━━━━━ EXTRAIT DU DOCUMENT

Quand son fils a été terrassé par le Covid-19, Regina Evaristo a ressenti une douleur inimaginable, comme tant de Brésiliens ayant perdu des proches durant la pandémie, qui a déjà fait près de 100.000 morts dans le pays.
Alan, infirmier de 38 ans, était jeune, généreux et dynamique. « Il adorait aider les gens, il était né pour travailler aux urgences », raconte Regina Evaristo.
Le 7 avril, il a commencé à avoir de la fièvre. Quinze jours plus tard, il est décédé, laissant une petite fille de neuf ans.
Regina n’a pas pu lui faire ses adieux. Son fils a été enterré en quelques minutes par des fossoyeurs portant de lourdes combinaisons de protection.
Cette scène s’est reproduite des milliers de fois au Brésil, deuxième pays au bilan le plus meurtrier après les Etats-Unis.
« C’est une blessure ouverte », dit à l’AFP Regina Evaristo, une métisse de 54 ans qui dirige une association caritative fondée avec son fils en 2009, à Rio de Janeiro.

━━━━━━━━━━
━━━━━ DONNÉES SOURCES

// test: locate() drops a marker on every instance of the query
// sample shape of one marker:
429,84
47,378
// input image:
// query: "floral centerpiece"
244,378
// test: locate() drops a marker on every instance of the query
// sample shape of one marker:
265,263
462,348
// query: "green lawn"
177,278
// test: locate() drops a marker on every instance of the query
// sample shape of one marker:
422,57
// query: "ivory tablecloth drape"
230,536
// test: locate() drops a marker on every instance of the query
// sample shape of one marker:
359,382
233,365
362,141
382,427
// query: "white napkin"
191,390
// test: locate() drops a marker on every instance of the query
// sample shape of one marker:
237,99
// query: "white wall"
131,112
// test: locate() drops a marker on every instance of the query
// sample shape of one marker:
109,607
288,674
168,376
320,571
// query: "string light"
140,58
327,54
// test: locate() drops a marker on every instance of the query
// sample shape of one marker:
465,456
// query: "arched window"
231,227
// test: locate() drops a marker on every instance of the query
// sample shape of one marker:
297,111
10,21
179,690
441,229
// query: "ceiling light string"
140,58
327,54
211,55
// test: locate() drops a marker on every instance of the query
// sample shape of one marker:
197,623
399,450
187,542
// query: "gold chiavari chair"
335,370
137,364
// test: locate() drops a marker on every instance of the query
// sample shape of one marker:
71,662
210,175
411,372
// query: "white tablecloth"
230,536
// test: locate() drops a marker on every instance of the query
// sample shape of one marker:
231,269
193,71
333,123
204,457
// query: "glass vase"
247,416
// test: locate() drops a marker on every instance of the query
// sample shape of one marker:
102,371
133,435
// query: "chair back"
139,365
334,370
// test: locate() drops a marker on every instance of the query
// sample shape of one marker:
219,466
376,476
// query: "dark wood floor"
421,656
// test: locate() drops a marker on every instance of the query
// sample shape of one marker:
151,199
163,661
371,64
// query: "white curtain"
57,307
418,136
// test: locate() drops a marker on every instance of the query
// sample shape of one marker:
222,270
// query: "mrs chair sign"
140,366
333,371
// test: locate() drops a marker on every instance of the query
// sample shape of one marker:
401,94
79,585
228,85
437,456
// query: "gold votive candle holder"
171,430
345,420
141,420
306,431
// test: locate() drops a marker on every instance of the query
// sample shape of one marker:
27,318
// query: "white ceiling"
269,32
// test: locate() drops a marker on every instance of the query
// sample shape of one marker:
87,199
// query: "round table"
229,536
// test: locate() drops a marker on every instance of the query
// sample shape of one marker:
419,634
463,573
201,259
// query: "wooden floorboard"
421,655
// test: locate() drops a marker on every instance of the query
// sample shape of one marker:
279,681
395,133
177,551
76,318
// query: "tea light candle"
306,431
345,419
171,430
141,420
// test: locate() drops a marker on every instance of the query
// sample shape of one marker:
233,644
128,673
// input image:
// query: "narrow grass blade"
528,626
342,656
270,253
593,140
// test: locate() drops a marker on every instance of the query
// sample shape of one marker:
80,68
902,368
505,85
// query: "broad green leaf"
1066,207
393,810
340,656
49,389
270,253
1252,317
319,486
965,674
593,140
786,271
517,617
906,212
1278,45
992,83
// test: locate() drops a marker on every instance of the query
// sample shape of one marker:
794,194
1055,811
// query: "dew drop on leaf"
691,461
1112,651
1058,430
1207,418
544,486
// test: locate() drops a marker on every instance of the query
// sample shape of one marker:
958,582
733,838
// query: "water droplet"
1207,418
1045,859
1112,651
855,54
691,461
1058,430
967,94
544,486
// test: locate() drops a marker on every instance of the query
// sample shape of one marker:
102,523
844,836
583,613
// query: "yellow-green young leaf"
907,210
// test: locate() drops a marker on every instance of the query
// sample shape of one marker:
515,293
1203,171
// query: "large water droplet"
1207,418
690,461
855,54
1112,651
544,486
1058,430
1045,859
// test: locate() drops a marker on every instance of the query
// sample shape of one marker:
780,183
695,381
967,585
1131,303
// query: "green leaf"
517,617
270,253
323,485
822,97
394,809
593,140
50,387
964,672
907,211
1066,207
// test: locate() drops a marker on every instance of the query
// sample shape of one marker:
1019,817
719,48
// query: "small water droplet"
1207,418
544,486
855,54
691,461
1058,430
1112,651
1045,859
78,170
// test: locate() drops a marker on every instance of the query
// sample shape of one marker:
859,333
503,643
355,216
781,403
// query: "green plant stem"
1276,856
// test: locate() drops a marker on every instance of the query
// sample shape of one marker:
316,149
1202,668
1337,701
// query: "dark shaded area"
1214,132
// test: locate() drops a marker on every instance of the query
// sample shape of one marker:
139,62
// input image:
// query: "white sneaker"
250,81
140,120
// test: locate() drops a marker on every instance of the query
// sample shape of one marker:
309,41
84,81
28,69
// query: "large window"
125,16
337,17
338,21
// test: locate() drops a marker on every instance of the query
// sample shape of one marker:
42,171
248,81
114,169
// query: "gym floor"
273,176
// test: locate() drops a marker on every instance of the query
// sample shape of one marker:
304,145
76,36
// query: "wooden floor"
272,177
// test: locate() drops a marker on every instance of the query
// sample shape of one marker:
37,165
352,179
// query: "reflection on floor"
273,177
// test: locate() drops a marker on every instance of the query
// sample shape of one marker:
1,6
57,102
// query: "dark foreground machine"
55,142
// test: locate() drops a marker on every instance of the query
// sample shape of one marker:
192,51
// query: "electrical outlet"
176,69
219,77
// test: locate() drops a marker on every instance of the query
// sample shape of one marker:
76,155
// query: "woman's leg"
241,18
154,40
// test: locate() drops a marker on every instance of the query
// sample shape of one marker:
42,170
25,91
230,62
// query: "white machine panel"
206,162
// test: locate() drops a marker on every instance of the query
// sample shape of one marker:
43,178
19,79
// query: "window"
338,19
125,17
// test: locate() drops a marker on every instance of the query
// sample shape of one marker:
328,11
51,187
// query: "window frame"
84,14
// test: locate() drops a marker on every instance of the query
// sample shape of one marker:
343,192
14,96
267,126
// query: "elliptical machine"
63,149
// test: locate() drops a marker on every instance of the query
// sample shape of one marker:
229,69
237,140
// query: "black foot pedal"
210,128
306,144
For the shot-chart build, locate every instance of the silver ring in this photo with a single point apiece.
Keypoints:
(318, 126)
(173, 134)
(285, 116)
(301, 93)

━━━━━━━━━━

_CONSIGNE:_ Recopiez le passage sur la mort d'Alan en commençant par « Quand son fils » et en allant jusqu'à « après les Etats-Unis. ».

_RÉPONSE:_
Quand son fils a été terrassé par le Covid-19, Regina Evaristo a ressenti une douleur inimaginable, comme tant de Brésiliens ayant perdu des proches durant la pandémie, qui a déjà fait près de 100.000 morts dans le pays.
Alan, infirmier de 38 ans, était jeune, généreux et dynamique. « Il adorait aider les gens, il était né pour travailler aux urgences », raconte Regina Evaristo.
Le 7 avril, il a commencé à avoir de la fièvre. Quinze jours plus tard, il est décédé, laissant une petite fille de neuf ans.
Regina n’a pas pu lui faire ses adieux. Son fils a été enterré en quelques minutes par des fossoyeurs portant de lourdes combinaisons de protection.
Cette scène s’est reproduite des milliers de fois au Brésil, deuxième pays au bilan le plus meurtrier après les Etats-Unis.